Required work:
Show each line of the material below that contains the string "post". Case counts.

Entries provided:
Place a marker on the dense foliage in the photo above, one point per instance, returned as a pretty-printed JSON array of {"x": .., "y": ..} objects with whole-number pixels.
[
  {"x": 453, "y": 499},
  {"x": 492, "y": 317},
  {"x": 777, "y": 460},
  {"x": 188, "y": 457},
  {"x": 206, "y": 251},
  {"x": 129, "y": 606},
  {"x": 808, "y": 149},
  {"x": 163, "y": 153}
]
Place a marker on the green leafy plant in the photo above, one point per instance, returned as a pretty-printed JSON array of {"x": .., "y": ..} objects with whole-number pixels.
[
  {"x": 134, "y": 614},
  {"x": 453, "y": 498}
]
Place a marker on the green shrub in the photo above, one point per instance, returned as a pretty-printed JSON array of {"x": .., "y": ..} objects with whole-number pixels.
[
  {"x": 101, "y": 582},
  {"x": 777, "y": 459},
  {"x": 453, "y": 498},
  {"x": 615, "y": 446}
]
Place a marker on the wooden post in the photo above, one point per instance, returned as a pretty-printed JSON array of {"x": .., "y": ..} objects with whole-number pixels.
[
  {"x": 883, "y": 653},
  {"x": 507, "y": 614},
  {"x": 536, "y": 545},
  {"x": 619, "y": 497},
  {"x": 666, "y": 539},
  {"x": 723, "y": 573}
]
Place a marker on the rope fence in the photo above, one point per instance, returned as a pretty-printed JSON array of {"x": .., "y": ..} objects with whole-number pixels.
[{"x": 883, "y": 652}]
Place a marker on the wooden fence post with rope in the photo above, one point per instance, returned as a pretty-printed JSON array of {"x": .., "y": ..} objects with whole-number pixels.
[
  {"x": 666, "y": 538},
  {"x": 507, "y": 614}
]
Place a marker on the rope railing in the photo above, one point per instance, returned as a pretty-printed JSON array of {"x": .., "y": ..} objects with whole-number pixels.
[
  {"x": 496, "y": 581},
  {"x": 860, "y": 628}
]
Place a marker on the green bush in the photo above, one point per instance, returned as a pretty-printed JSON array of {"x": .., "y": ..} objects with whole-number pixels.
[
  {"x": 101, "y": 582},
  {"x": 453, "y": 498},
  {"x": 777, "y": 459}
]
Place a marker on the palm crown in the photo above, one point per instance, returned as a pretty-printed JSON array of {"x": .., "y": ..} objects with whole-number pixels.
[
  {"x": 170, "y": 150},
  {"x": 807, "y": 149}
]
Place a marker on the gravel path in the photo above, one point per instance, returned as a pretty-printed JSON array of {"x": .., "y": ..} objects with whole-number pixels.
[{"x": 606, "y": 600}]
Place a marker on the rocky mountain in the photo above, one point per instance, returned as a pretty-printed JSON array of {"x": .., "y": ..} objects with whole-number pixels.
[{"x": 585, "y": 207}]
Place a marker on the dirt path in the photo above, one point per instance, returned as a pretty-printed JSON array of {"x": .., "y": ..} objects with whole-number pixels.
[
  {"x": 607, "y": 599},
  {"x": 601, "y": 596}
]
==
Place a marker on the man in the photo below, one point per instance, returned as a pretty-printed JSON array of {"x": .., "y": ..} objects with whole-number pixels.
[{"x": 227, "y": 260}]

Exercise answer:
Place a marker on the wooden post in the photo above, one point per instance, returned as a pretty-printed JSON array of {"x": .., "y": ..} objects with whole-number pixels.
Place a marker on the wooden fence post with rope in the photo above, one point per instance, returned as a pretty-printed JSON array of {"x": .., "y": ..} objects with whole-number pixels.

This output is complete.